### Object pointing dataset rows

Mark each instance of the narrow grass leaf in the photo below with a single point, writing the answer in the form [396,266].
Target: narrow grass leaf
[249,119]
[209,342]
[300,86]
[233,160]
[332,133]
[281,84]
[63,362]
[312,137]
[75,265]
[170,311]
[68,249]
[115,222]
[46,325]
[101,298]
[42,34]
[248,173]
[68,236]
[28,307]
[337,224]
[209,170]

### Aim of the task
Render the records above as a two-column CSV with the header instruction,points and one row per record. Put each record's text in the instruction column and its answer in the points column, with both fields quoted and any line breaks replaced by spaces.

### Result below
instruction,points
"Mark each instance of the narrow grass leaf in the photo below with a single point, writing the answer in the form [396,266]. Target: narrow grass leaf","[249,119] [209,342] [300,86] [233,160] [332,133] [281,84] [63,362] [312,137] [75,265] [170,311] [68,249] [115,222] [46,325] [101,298] [42,34] [248,173] [68,236] [28,307] [337,224] [209,170]"